_Work required_
Reproduce all of the listing below without alteration.

_Data for this task_
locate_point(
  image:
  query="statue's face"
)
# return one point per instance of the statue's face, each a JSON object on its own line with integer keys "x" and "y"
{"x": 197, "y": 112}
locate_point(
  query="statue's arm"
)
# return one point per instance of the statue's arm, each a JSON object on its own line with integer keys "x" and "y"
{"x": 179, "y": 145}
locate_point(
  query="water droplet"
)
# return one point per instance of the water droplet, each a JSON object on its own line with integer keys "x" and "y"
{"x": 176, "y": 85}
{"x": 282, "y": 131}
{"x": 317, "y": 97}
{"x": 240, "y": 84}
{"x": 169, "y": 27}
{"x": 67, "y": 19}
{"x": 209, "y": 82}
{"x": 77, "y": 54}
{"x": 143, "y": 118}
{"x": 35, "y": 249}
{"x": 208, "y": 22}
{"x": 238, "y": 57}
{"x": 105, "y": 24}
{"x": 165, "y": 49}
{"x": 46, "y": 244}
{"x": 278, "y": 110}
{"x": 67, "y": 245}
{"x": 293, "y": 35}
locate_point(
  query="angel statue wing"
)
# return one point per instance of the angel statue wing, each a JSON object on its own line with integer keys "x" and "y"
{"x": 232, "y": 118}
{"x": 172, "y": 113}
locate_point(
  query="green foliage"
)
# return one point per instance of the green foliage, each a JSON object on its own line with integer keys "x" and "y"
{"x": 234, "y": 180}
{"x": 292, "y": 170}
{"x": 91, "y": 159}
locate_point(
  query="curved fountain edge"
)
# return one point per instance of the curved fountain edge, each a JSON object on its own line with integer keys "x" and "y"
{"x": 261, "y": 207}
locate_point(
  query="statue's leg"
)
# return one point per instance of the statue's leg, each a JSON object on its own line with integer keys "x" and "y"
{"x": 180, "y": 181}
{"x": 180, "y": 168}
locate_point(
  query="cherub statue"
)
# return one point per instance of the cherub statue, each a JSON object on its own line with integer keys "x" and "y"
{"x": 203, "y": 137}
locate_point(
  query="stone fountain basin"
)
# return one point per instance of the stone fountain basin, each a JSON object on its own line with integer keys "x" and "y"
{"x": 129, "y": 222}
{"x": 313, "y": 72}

_Solution to this problem_
locate_point(
  image:
  query="statue's face"
)
# return one point per instance of the statue's face, each a JSON object on its own line with integer keys "x" and "y"
{"x": 197, "y": 112}
locate_point(
  query="statue's arm"
)
# return one point per instance of the statue's arm, each a JSON object on its own line with integer keys "x" and "y"
{"x": 179, "y": 145}
locate_point(
  query="water droplet"
)
# return one point per instance of the water droplet, each a JSON object on its own line with integer keys "x" and "y"
{"x": 176, "y": 85}
{"x": 282, "y": 131}
{"x": 317, "y": 97}
{"x": 240, "y": 84}
{"x": 169, "y": 27}
{"x": 67, "y": 19}
{"x": 209, "y": 82}
{"x": 77, "y": 54}
{"x": 143, "y": 118}
{"x": 35, "y": 249}
{"x": 208, "y": 22}
{"x": 238, "y": 57}
{"x": 105, "y": 24}
{"x": 165, "y": 49}
{"x": 46, "y": 244}
{"x": 278, "y": 110}
{"x": 67, "y": 245}
{"x": 293, "y": 35}
locate_point(
  query="angel statue wing"
)
# return one point per instance of the angel statue wing, each a JSON object on its own line with integer keys "x" and "y"
{"x": 232, "y": 118}
{"x": 172, "y": 113}
locate_point(
  query="green foliage"
)
# return one point per instance of the green foliage, each a JSON object on its own line with integer keys "x" and "y"
{"x": 234, "y": 180}
{"x": 292, "y": 170}
{"x": 91, "y": 159}
locate_point(
  query="curved fountain edge"
)
# return one point per instance of the curved fountain edge, each a JSON object on its own line with integer keys "x" and "y"
{"x": 261, "y": 207}
locate_point(
  query="statue's leg"
)
# return one point per instance of the statue's leg, each a JSON object on its own line with integer keys "x" and "y"
{"x": 180, "y": 181}
{"x": 180, "y": 168}
locate_point(
  query="cherub statue"
)
# return one point per instance of the cherub statue, each a JSON object on its own line with integer keys "x" and "y"
{"x": 203, "y": 137}
locate_point(
  query="stone fountain basin"
)
# return one point per instance of the stone fountain basin, each a JSON object on its own line with integer keys "x" and "y"
{"x": 129, "y": 222}
{"x": 313, "y": 72}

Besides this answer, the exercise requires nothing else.